**Problem details**
Rewrite the listing from its first line through the line containing "<point>203,92</point>", changing every "Target" to "Label" and keeping everything else the same. Omit the pictures from your answer.

**Material provided**
++++++++

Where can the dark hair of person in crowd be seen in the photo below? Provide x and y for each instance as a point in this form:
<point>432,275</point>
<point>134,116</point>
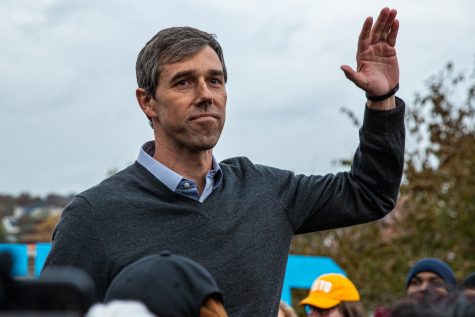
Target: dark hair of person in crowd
<point>430,303</point>
<point>169,285</point>
<point>467,287</point>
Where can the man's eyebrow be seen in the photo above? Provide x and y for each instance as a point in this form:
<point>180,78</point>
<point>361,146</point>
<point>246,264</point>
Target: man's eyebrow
<point>184,73</point>
<point>215,72</point>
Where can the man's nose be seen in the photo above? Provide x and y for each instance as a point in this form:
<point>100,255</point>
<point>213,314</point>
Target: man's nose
<point>203,92</point>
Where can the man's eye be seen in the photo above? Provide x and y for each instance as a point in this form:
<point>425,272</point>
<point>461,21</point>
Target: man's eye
<point>182,83</point>
<point>215,81</point>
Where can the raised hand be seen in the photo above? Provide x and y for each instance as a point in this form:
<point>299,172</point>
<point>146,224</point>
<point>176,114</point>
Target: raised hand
<point>377,70</point>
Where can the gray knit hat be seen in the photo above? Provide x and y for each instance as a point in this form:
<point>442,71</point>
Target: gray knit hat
<point>168,284</point>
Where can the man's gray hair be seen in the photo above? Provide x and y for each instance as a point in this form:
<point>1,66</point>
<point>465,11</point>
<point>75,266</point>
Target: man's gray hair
<point>169,46</point>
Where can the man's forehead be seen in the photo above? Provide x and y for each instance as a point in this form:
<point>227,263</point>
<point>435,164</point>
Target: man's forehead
<point>205,59</point>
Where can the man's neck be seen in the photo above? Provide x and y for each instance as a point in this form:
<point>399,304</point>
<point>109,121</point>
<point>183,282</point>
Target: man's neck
<point>193,165</point>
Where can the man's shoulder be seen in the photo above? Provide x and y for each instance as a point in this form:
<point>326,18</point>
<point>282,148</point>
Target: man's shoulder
<point>242,165</point>
<point>115,185</point>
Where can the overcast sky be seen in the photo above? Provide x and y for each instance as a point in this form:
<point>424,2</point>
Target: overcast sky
<point>67,79</point>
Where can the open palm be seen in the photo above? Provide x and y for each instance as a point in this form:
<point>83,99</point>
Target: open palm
<point>377,69</point>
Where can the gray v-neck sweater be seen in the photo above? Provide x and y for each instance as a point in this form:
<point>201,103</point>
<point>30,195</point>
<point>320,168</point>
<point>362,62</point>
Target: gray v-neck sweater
<point>242,232</point>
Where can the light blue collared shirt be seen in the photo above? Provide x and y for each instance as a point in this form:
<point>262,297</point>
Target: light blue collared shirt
<point>174,181</point>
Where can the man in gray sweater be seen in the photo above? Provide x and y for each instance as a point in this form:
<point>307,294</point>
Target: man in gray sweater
<point>235,218</point>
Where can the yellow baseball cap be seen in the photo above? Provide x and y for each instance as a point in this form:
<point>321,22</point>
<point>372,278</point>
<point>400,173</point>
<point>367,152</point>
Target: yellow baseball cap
<point>329,290</point>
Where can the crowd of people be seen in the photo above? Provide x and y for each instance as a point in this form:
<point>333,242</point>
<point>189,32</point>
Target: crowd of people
<point>431,290</point>
<point>229,225</point>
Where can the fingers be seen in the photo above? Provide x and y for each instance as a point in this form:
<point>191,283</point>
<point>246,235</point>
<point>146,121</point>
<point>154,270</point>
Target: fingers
<point>383,26</point>
<point>363,40</point>
<point>393,34</point>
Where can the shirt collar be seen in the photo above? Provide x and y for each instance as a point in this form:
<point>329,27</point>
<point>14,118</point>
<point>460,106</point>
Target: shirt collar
<point>167,176</point>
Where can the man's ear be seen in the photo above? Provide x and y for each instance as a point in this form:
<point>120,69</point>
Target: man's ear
<point>146,102</point>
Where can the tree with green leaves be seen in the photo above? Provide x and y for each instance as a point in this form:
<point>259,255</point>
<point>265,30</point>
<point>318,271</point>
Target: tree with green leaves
<point>435,214</point>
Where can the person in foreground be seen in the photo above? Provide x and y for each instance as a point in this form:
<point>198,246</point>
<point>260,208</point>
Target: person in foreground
<point>236,218</point>
<point>169,285</point>
<point>333,295</point>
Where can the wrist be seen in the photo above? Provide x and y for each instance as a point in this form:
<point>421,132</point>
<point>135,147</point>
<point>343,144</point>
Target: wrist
<point>390,93</point>
<point>386,104</point>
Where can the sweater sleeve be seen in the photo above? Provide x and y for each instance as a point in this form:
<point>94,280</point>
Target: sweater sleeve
<point>76,243</point>
<point>367,192</point>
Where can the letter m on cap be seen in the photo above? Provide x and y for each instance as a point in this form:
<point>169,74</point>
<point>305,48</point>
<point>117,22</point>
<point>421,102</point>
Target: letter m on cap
<point>322,286</point>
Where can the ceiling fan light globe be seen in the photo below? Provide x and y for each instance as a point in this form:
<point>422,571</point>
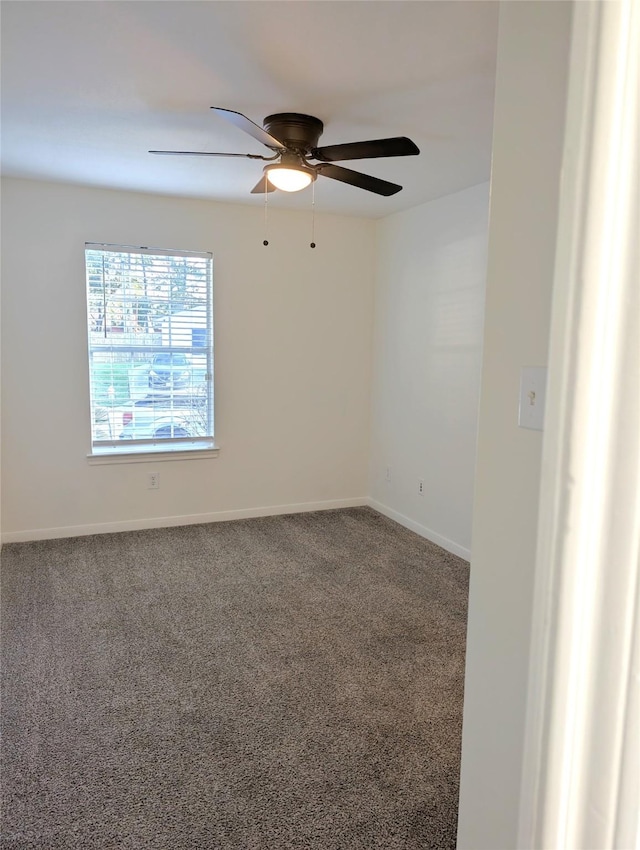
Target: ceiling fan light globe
<point>289,179</point>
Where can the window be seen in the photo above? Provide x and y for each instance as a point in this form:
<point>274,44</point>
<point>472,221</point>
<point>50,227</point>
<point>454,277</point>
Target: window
<point>150,326</point>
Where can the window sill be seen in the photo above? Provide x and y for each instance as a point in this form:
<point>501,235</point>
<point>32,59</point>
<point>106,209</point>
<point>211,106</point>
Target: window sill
<point>136,455</point>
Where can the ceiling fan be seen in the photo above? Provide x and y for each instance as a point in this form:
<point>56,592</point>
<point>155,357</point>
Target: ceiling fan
<point>293,138</point>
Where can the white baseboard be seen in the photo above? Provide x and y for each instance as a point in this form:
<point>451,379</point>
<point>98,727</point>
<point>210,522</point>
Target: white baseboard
<point>165,522</point>
<point>422,530</point>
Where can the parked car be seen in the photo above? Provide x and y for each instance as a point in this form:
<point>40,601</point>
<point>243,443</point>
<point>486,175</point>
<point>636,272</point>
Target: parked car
<point>161,416</point>
<point>169,369</point>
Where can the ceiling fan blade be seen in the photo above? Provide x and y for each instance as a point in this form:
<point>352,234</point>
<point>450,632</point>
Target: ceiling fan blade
<point>243,123</point>
<point>362,181</point>
<point>263,186</point>
<point>207,153</point>
<point>398,146</point>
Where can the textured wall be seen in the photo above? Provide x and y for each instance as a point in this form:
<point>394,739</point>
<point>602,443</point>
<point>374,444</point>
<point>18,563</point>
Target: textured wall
<point>293,349</point>
<point>533,53</point>
<point>429,309</point>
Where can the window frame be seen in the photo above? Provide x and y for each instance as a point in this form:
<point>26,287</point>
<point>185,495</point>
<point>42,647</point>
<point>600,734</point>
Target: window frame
<point>160,448</point>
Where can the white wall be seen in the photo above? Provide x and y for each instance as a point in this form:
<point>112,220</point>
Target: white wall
<point>429,309</point>
<point>293,342</point>
<point>533,54</point>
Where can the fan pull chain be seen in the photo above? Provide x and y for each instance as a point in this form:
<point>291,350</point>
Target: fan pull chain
<point>265,241</point>
<point>312,244</point>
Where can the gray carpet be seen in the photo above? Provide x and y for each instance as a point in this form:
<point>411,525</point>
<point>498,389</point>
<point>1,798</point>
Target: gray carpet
<point>287,682</point>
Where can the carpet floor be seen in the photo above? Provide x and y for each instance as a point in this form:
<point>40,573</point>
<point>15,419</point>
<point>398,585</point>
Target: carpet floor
<point>263,684</point>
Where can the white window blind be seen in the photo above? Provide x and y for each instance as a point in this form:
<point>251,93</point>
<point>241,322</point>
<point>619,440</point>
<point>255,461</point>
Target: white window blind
<point>150,327</point>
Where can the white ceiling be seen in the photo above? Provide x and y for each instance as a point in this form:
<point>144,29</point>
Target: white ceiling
<point>89,87</point>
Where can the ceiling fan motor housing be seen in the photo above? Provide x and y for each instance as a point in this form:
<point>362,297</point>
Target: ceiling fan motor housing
<point>300,132</point>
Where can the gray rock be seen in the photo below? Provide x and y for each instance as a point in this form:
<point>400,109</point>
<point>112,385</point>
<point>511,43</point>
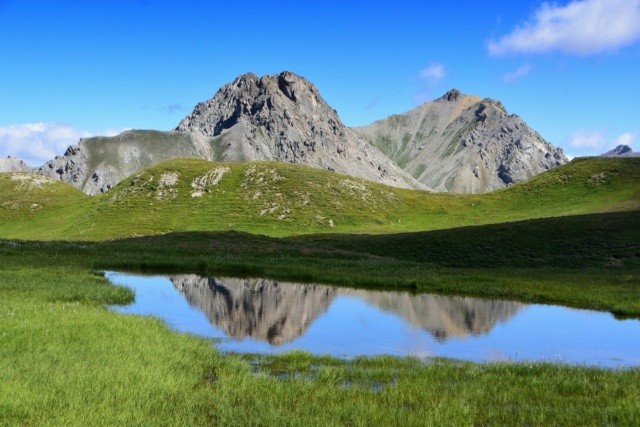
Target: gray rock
<point>97,164</point>
<point>457,143</point>
<point>463,144</point>
<point>11,164</point>
<point>284,118</point>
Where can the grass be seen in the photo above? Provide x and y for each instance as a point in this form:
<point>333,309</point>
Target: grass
<point>591,261</point>
<point>284,200</point>
<point>67,360</point>
<point>567,236</point>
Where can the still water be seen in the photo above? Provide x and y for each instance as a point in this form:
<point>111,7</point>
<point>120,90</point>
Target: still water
<point>267,316</point>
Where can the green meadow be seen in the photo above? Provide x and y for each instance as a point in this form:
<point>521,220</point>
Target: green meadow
<point>568,236</point>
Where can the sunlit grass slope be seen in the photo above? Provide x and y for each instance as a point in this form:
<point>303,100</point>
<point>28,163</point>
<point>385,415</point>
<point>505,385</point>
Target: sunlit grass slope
<point>33,206</point>
<point>281,199</point>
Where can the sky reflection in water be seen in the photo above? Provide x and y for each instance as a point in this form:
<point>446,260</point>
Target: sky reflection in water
<point>266,316</point>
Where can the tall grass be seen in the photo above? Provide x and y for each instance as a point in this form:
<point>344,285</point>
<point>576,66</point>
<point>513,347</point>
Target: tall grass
<point>67,360</point>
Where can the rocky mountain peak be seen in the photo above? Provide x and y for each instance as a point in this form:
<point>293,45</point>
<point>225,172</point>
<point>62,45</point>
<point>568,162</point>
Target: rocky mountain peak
<point>453,95</point>
<point>282,117</point>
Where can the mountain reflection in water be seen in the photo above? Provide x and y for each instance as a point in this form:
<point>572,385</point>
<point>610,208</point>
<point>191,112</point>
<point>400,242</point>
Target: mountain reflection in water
<point>279,312</point>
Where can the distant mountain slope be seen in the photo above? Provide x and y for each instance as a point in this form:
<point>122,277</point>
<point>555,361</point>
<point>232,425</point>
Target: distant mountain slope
<point>34,206</point>
<point>281,199</point>
<point>621,151</point>
<point>463,144</point>
<point>99,163</point>
<point>284,118</point>
<point>11,164</point>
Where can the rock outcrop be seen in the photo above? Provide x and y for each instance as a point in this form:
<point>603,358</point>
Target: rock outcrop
<point>284,118</point>
<point>99,163</point>
<point>463,144</point>
<point>11,164</point>
<point>621,151</point>
<point>457,143</point>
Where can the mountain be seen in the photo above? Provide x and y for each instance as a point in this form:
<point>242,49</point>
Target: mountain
<point>284,118</point>
<point>457,143</point>
<point>11,164</point>
<point>283,199</point>
<point>621,151</point>
<point>96,164</point>
<point>463,144</point>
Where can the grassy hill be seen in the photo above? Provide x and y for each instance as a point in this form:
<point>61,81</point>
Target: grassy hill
<point>279,199</point>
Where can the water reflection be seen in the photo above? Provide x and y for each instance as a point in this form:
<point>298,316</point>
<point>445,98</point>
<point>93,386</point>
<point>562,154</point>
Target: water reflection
<point>280,312</point>
<point>266,316</point>
<point>257,308</point>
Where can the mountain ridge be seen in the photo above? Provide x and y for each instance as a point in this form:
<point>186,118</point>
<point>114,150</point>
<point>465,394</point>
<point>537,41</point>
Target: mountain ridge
<point>457,143</point>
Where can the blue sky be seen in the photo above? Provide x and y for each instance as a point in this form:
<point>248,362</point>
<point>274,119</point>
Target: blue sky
<point>71,69</point>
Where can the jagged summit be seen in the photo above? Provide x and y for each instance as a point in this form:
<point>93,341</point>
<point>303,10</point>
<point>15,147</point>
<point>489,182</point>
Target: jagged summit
<point>457,143</point>
<point>452,96</point>
<point>283,117</point>
<point>464,144</point>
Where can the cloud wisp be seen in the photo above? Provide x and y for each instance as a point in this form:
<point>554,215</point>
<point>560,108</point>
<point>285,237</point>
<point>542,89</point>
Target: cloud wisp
<point>432,75</point>
<point>582,27</point>
<point>595,142</point>
<point>36,143</point>
<point>516,75</point>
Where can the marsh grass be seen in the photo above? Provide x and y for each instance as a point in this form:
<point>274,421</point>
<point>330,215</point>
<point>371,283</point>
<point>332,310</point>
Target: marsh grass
<point>67,360</point>
<point>280,200</point>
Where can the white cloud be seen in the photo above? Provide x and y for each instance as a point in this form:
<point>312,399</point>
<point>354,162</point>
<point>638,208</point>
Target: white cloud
<point>588,139</point>
<point>517,74</point>
<point>581,28</point>
<point>627,138</point>
<point>596,142</point>
<point>422,97</point>
<point>36,143</point>
<point>434,73</point>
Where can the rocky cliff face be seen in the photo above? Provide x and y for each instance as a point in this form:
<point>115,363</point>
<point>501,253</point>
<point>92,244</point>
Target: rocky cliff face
<point>97,164</point>
<point>284,118</point>
<point>11,164</point>
<point>457,143</point>
<point>463,144</point>
<point>621,151</point>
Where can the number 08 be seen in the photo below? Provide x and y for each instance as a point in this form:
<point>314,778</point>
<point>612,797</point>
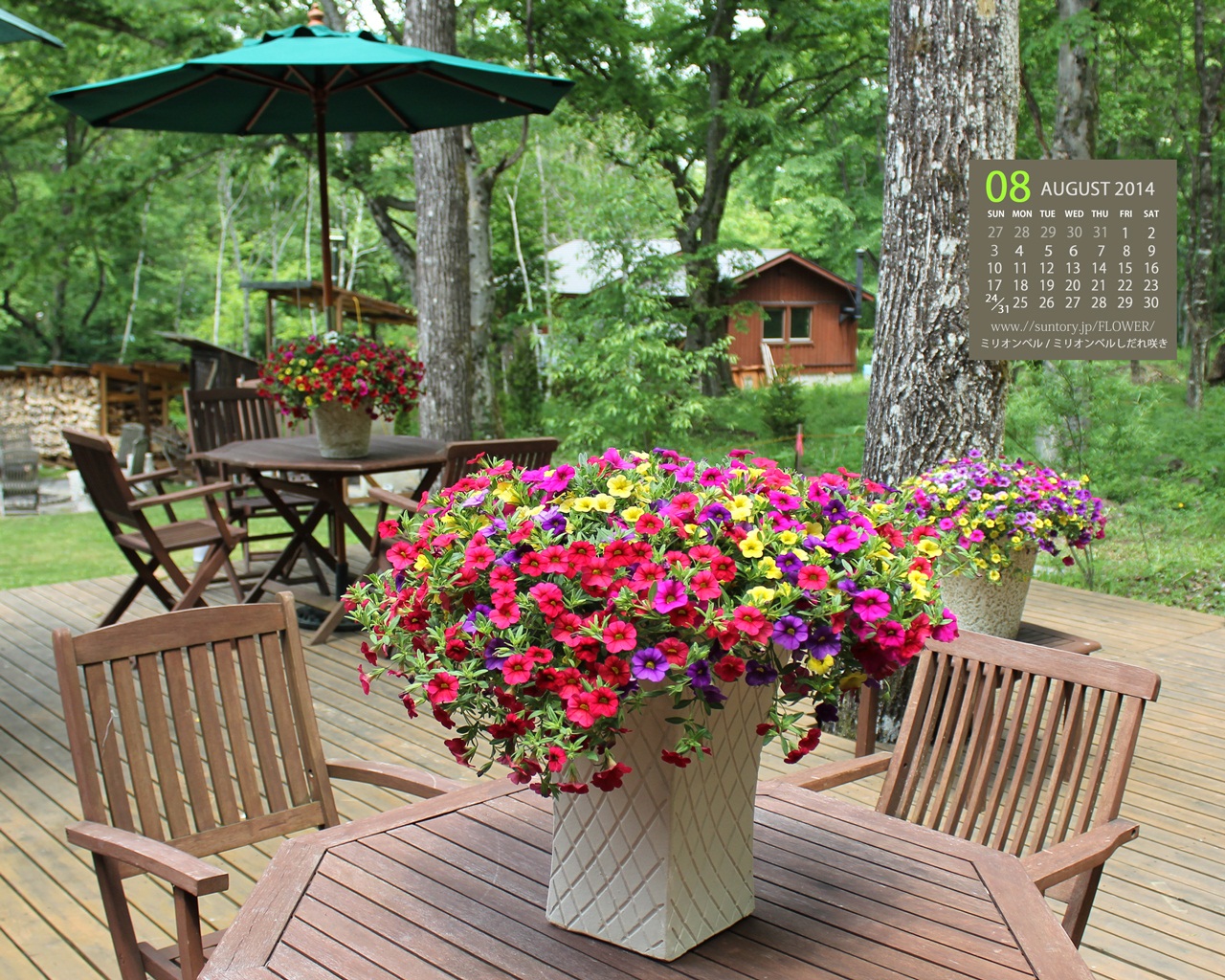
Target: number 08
<point>1014,187</point>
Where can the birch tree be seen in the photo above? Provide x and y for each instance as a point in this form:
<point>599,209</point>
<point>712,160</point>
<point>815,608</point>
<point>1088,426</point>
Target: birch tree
<point>953,92</point>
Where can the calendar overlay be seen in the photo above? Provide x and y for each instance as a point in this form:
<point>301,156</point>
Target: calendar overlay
<point>1073,260</point>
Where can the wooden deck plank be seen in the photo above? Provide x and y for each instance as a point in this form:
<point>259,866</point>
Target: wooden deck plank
<point>1160,914</point>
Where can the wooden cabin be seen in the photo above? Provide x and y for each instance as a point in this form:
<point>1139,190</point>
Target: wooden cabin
<point>803,315</point>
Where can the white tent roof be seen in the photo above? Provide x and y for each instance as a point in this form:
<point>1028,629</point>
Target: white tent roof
<point>581,266</point>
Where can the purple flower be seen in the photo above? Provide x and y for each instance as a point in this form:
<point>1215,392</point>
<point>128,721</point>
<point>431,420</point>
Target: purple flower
<point>822,641</point>
<point>871,605</point>
<point>758,674</point>
<point>843,538</point>
<point>648,664</point>
<point>552,521</point>
<point>670,594</point>
<point>791,633</point>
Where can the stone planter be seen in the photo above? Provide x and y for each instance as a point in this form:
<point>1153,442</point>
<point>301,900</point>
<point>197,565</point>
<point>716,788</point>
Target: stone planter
<point>665,861</point>
<point>988,607</point>
<point>344,433</point>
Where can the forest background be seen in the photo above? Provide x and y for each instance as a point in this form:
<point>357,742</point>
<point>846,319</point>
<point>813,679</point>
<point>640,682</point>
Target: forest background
<point>110,237</point>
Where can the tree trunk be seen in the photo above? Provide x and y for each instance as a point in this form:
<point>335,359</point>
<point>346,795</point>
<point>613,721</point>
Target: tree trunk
<point>1199,319</point>
<point>953,92</point>
<point>1076,105</point>
<point>480,287</point>
<point>444,306</point>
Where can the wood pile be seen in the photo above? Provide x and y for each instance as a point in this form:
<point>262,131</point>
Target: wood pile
<point>47,403</point>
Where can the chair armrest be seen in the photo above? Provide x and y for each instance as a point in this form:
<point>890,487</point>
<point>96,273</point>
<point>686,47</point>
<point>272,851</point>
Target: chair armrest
<point>390,775</point>
<point>178,495</point>
<point>836,773</point>
<point>393,500</point>
<point>153,475</point>
<point>180,869</point>
<point>1079,854</point>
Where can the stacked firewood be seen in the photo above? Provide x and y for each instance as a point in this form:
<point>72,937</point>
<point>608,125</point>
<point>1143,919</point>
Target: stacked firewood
<point>46,405</point>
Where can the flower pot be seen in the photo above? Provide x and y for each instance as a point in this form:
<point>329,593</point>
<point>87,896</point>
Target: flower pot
<point>665,861</point>
<point>988,607</point>
<point>344,432</point>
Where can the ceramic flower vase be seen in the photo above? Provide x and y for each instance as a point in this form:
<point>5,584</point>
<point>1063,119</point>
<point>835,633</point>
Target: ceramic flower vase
<point>988,607</point>
<point>344,432</point>
<point>665,861</point>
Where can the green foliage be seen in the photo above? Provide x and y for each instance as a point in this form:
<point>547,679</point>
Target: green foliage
<point>783,403</point>
<point>617,370</point>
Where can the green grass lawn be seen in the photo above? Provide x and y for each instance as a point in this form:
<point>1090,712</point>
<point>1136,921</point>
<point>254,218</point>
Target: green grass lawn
<point>1160,468</point>
<point>42,549</point>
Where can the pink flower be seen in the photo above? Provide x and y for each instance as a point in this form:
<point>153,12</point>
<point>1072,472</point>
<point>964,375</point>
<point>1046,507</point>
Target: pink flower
<point>670,594</point>
<point>442,687</point>
<point>620,635</point>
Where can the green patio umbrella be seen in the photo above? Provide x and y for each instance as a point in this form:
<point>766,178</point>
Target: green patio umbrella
<point>15,29</point>
<point>314,78</point>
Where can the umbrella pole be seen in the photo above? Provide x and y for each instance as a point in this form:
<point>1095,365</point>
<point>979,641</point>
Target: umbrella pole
<point>323,214</point>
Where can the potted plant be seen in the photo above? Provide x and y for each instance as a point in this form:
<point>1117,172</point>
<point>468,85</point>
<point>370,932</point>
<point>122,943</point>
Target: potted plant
<point>641,622</point>
<point>1003,512</point>
<point>342,383</point>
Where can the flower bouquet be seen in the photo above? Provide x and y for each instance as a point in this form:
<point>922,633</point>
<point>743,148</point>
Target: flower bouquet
<point>342,383</point>
<point>1002,513</point>
<point>536,612</point>
<point>344,368</point>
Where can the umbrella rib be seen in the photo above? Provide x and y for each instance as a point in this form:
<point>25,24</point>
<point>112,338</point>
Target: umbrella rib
<point>390,109</point>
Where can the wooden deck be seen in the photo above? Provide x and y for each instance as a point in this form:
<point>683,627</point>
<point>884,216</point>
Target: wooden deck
<point>1160,911</point>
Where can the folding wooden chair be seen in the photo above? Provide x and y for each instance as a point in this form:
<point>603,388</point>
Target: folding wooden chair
<point>123,516</point>
<point>202,729</point>
<point>1019,747</point>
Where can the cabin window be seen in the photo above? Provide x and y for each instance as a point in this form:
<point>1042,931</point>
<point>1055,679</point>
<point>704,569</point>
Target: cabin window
<point>787,323</point>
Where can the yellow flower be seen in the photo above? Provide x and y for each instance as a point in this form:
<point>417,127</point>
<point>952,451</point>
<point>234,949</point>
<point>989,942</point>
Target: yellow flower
<point>752,546</point>
<point>769,568</point>
<point>620,485</point>
<point>760,595</point>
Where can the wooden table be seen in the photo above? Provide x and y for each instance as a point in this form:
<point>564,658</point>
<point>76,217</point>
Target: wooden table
<point>455,887</point>
<point>265,458</point>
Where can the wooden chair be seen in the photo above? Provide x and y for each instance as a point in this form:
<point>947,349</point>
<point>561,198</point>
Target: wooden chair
<point>221,415</point>
<point>1019,747</point>
<point>123,516</point>
<point>201,726</point>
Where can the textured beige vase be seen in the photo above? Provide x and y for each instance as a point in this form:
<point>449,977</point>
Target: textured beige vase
<point>665,861</point>
<point>344,433</point>
<point>988,607</point>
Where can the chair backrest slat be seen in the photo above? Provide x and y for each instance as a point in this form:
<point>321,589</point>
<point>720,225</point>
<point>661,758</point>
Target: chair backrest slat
<point>283,716</point>
<point>205,687</point>
<point>103,479</point>
<point>173,806</point>
<point>235,724</point>
<point>141,781</point>
<point>184,720</point>
<point>528,454</point>
<point>105,733</point>
<point>1014,746</point>
<point>261,727</point>
<point>217,699</point>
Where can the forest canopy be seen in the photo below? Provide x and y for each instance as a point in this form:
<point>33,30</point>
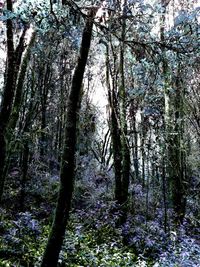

++++++++

**Exercise solution**
Where can the dark hair of person in crowd be seen in the photo below? Provide x and y for each instance as a point in this form:
<point>432,275</point>
<point>134,116</point>
Label: dark hair of person in crowd
<point>430,303</point>
<point>169,285</point>
<point>467,287</point>
Where can the man's eyebrow be seen in the photo above? Provide x and y for each instance as a point in this form:
<point>180,78</point>
<point>361,146</point>
<point>246,264</point>
Label: man's eyebrow
<point>184,73</point>
<point>215,72</point>
Where can the man's nose be seen in the photo above? Provide x and y for each instance as a point in this form:
<point>100,255</point>
<point>213,314</point>
Label: man's nose
<point>203,92</point>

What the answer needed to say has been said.